Write each entry down again precisely, skipping nothing.

[Information — start]

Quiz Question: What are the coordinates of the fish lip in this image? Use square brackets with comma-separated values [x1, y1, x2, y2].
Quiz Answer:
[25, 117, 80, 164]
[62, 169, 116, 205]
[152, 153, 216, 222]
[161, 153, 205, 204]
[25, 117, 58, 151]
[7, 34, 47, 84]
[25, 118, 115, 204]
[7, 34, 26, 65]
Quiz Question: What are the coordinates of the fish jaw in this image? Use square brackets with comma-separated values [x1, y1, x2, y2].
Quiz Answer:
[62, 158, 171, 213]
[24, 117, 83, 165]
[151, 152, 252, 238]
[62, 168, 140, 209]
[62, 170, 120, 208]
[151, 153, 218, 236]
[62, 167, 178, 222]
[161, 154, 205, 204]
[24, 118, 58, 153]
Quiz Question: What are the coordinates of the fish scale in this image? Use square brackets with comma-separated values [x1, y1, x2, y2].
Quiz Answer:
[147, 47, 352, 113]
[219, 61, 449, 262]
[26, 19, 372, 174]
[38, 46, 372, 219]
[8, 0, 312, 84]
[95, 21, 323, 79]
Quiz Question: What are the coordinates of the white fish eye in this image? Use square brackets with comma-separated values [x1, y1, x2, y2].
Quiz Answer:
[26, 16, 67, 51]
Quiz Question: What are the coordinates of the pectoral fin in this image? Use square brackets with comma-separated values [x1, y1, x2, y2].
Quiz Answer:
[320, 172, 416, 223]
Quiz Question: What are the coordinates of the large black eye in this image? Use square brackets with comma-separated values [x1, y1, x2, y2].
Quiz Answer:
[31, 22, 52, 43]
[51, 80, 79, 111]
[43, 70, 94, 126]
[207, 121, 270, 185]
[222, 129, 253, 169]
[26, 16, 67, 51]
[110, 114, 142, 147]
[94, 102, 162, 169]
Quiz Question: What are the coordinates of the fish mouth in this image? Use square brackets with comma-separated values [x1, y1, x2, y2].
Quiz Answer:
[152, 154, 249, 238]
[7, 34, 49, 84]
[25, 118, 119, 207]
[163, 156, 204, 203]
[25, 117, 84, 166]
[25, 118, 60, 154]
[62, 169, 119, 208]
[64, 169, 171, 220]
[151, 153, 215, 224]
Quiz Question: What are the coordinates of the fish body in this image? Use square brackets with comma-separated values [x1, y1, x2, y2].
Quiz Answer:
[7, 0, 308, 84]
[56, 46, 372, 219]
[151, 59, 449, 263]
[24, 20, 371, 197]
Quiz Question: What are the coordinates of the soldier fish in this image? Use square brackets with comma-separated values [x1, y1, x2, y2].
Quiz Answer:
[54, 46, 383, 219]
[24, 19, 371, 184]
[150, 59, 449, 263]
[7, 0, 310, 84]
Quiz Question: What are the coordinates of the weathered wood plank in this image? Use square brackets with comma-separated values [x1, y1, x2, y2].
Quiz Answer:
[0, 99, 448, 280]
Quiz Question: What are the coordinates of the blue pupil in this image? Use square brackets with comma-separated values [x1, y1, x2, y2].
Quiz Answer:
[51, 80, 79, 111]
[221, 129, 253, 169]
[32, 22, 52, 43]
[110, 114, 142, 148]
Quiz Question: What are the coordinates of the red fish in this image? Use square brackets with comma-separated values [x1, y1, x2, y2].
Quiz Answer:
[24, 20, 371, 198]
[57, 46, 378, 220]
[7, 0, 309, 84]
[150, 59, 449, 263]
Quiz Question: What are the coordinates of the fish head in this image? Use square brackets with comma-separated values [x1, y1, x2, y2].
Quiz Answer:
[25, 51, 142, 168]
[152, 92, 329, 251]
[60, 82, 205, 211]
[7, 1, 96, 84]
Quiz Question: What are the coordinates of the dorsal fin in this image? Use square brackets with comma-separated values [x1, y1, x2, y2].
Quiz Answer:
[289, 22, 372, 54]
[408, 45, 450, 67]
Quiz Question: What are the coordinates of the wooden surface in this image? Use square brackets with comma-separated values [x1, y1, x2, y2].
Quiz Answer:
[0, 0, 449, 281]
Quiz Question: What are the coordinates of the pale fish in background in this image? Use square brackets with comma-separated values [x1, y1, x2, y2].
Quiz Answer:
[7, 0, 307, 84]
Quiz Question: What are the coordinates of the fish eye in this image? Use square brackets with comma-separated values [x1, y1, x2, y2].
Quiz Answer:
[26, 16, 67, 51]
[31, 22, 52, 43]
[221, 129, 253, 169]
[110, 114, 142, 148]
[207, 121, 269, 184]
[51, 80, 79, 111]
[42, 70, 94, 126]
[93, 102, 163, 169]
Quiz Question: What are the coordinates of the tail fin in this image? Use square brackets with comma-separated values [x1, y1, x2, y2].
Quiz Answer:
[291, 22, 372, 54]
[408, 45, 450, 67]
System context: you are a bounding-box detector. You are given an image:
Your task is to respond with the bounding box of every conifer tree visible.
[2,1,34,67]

[Information — finish]

[Result of the task]:
Quiz Question: What are the coordinates of the fish lip in this image? Use square brackets with comma-separated values [x1, y1, x2, y2].
Quiz Answer:
[25, 117, 80, 164]
[62, 169, 116, 205]
[152, 153, 216, 222]
[161, 153, 205, 204]
[25, 117, 58, 151]
[7, 34, 47, 84]
[25, 118, 115, 204]
[7, 34, 26, 65]
Quiz Question: What are the coordinates of the fish jaw in this image? Use square brackets with comma-separated values [x1, y1, x2, y2].
Quiz Answer:
[62, 158, 171, 213]
[24, 117, 83, 165]
[151, 152, 252, 238]
[62, 168, 140, 209]
[62, 170, 120, 208]
[151, 153, 218, 236]
[62, 167, 178, 222]
[161, 154, 205, 204]
[24, 118, 58, 153]
Quiz Question: What are the coordinates of the fish scale in this image? Use square brackets with comma-separated values [x1, y1, x2, y2].
Quiz Answer:
[147, 47, 352, 113]
[219, 61, 449, 262]
[26, 19, 372, 174]
[38, 46, 372, 219]
[8, 0, 312, 84]
[95, 21, 323, 79]
Quiz Question: What are the coordinates of the white fish eye in this image? Use square brackets with comma-separated values [x1, y1, x2, y2].
Quiz Answer:
[26, 16, 67, 51]
Quiz Question: What are the coordinates of the pectoral fin in this image? Use square brackets with comma-separated values [x1, y1, x2, y2].
Quiz Answer:
[320, 172, 416, 223]
Quiz Question: What are the coordinates of the large black eye in this image? Use square brackets with comma-separated values [x1, y1, x2, y2].
Quiz Answer:
[31, 22, 52, 43]
[51, 80, 79, 111]
[43, 70, 94, 126]
[207, 121, 270, 185]
[222, 129, 253, 169]
[26, 16, 67, 51]
[110, 114, 142, 147]
[94, 102, 162, 169]
Quiz Question: What are the coordinates of the fish mouth in this image? Use square brackets with comma-separated values [x1, y1, x2, y2].
Quiz Answer:
[152, 154, 249, 238]
[7, 34, 49, 84]
[25, 118, 119, 207]
[163, 156, 204, 203]
[25, 117, 84, 166]
[25, 118, 60, 154]
[62, 169, 119, 208]
[64, 169, 171, 220]
[151, 153, 215, 224]
Quiz Question: What are the coordinates of the fish body in this image? Use square brackets with comma-separated values [x1, y1, x2, y2].
Quiz Answer:
[7, 0, 308, 84]
[56, 46, 372, 219]
[151, 59, 449, 263]
[24, 20, 371, 197]
Quiz Question: What are the coordinates of the soldier fish in this image? Use square brackets with comma-separated values [x1, y1, x2, y2].
Quiz Answer:
[54, 46, 383, 219]
[24, 19, 371, 184]
[150, 59, 449, 263]
[7, 0, 310, 84]
Quiz Question: What are the coordinates of the weathered wood plank in this image? Use square brackets with comma-separated values [x1, y1, x2, y2].
Quiz Answer:
[0, 99, 448, 280]
Quiz Question: What are the coordinates of the blue pupil in this image? Use square brackets with comma-separated values [x1, y1, x2, y2].
Quiz Answer:
[51, 80, 79, 111]
[221, 129, 253, 169]
[32, 22, 52, 43]
[110, 114, 142, 148]
Quiz Question: What are the coordinates of the red fish in this image? Use square brackets with comma-separated values [x1, y1, x2, y2].
Quiz Answer:
[24, 20, 371, 198]
[57, 46, 378, 220]
[7, 0, 309, 84]
[150, 59, 449, 263]
Quiz Question: What are the coordinates of the fish head in this image? Use square brackets with comma-separated values [x1, y1, x2, y2].
Quiz Answer:
[25, 51, 142, 168]
[152, 92, 329, 251]
[60, 82, 205, 211]
[7, 1, 96, 84]
Quiz Question: What are the coordinates of the dorsal fin in this image? Use square brackets with comma-separated values [x1, y1, x2, y2].
Quiz Answer:
[289, 22, 372, 54]
[408, 45, 450, 67]
Quiz Question: What are the coordinates of the wooden surface in this image? Use square brackets with comma-separated values [x1, y1, x2, y2].
Quiz Answer:
[0, 0, 449, 281]
Quiz Question: What are the coordinates of the pale fish in background in this image? Use square brackets with comma-separated values [x1, y1, x2, y2].
Quiz Answer:
[7, 0, 307, 84]
Quiz Question: What are the coordinates of the fish eye in this image? Use square brackets with comma-separated values [x1, y1, x2, y2].
Quiz Answer:
[26, 16, 67, 51]
[31, 22, 52, 43]
[221, 129, 253, 169]
[110, 114, 142, 148]
[207, 121, 269, 184]
[51, 80, 79, 111]
[42, 70, 94, 126]
[93, 102, 163, 169]
Quiz Question: What are the coordinates of the tail fin in this image? Use square brackets with comma-separated values [x1, y1, x2, y2].
Quiz Answer:
[291, 22, 372, 54]
[408, 45, 450, 67]
System context: you are a bounding-box detector. You are given an image:
Your task is to respond with the bounding box of every conifer tree visible.
[2,1,34,67]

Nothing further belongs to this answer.